• [Страница]
::::::::

Таннин (Библия)

Поделись знанием:
Перейти к: навигация, поиск

Таннин (ивр.תנין‏‎), также Туннану (угарит. Tnn) — морское чудовище[en] в западно-семитской мифологии и еврейских религиозных тестах, часто служащее символом богоборческого Хаоса[en] и Зла[1].

Наиболее распространённая версия происхождения выводит слово от корня, означающего «ревущий» или же из «стелящийся подобно туману», то есть «извивающийся».[2]. Родственные «Таннин» слова имеются и в других семитским языках: сирийское tannînå — «змей», арабское тиннин (تنين‎) — «дракон, морской змей». В современном иврите слово «таннин» используется для обозначения крокодилов.





Левантийская мифология

Туннану упомянут в «Цикла о Баале и Анат[en]», в качестве одного из помощников божества Йамму (букв. «море»), который терпит поражение от другого божества, Балу (букв. «владыка»)[3], а также представлен как одно из двух чудовищ, наряду с Латану (Лотан), которых сестра Баала, богиня Анат, усмиряет на пути к горе Цапану[4]. Он обычно мыслится как змееподобное чудовище с удлиненным, вытянутым телом и, возможно, с раздвоенным хвостом[4].

::::::::

• [Письменное задание] Напечатайте без изменений фрагмент текста о Таннине, начиная со слов «Наиболее распространённая версия» и заканчивая словами «для обозначения крокодилов.». Листинг взят из другого источника.

::::::::

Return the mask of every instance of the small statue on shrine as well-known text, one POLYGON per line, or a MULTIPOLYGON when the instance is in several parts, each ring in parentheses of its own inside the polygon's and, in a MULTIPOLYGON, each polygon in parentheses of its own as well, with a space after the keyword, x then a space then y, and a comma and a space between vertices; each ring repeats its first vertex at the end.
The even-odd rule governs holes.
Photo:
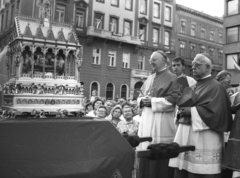
POLYGON ((65 93, 65 86, 63 86, 63 85, 58 86, 57 94, 63 95, 64 93, 65 93))
POLYGON ((55 84, 53 87, 53 94, 56 95, 57 93, 58 93, 58 86, 57 86, 57 84, 55 84))
POLYGON ((9 85, 9 94, 15 94, 16 84, 11 83, 9 85))
POLYGON ((75 89, 74 89, 74 94, 79 95, 79 92, 80 92, 80 87, 78 85, 76 85, 75 89))
POLYGON ((38 84, 36 86, 36 89, 35 89, 35 93, 34 94, 43 94, 44 93, 44 89, 42 88, 42 85, 41 84, 38 84))
POLYGON ((3 85, 2 92, 3 92, 3 94, 8 94, 8 93, 9 93, 9 86, 8 86, 7 83, 5 83, 5 84, 3 85))
POLYGON ((16 94, 23 93, 23 85, 22 85, 22 83, 18 83, 18 84, 17 84, 15 93, 16 93, 16 94))
POLYGON ((67 115, 67 110, 58 109, 56 113, 56 117, 64 118, 67 115))

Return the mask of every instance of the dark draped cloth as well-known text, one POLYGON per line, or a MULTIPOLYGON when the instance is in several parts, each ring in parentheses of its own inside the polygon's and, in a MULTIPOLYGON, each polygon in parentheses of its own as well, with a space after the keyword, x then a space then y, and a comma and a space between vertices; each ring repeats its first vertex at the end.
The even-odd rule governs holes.
POLYGON ((233 126, 223 155, 224 168, 240 171, 240 109, 237 110, 233 126))
POLYGON ((193 174, 191 172, 187 172, 186 170, 175 169, 174 178, 228 178, 228 177, 221 177, 221 174, 193 174))
POLYGON ((197 81, 195 94, 195 107, 203 122, 212 130, 230 131, 231 104, 225 88, 212 77, 207 77, 197 81))

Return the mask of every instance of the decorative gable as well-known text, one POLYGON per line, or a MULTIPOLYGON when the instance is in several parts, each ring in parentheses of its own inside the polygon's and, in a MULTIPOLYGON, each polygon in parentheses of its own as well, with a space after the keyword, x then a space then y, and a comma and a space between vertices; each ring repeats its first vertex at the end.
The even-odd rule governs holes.
POLYGON ((139 22, 140 23, 148 23, 148 19, 146 17, 141 17, 141 18, 138 18, 139 22))
POLYGON ((62 29, 58 32, 58 37, 57 37, 57 40, 59 40, 59 41, 63 41, 63 42, 65 42, 66 41, 66 39, 65 39, 65 36, 64 36, 64 34, 63 34, 63 31, 62 31, 62 29))
POLYGON ((68 41, 70 43, 76 43, 76 40, 74 38, 73 32, 68 33, 68 41))
POLYGON ((55 41, 55 37, 52 31, 52 27, 50 27, 47 31, 47 40, 53 40, 55 41))
POLYGON ((77 6, 80 6, 82 8, 87 8, 88 6, 88 3, 86 3, 84 0, 78 0, 78 1, 75 1, 75 3, 77 6))
POLYGON ((25 31, 24 31, 24 33, 23 33, 23 36, 24 36, 24 37, 30 37, 30 38, 33 37, 32 31, 31 31, 31 29, 30 29, 30 27, 29 27, 29 24, 27 24, 27 26, 26 26, 26 28, 25 28, 25 31))
POLYGON ((41 25, 39 25, 39 27, 37 28, 37 32, 36 32, 35 38, 45 39, 44 35, 43 35, 43 32, 42 32, 41 25))

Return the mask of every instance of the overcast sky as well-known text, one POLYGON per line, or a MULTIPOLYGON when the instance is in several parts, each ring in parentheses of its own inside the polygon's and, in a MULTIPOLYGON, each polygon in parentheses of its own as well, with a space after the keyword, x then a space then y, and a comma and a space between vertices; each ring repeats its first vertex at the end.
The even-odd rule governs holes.
POLYGON ((222 17, 224 13, 224 0, 176 0, 176 2, 212 16, 222 17))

::::::::

• [Ответ на задание]
Наиболее распространённая версия происхождения выводит слово от корня, означающего «ревущий» или же из «стелящийся подобно туману», то есть «извивающийся».[2]. Родственные «Таннин» слова имеются и в других семитским языках: сирийское tannînå — «змей», арабское тиннин (تنين‎) — «дракон, морской змей». В современном иврите слово «таннин» используется для обозначения крокодилов.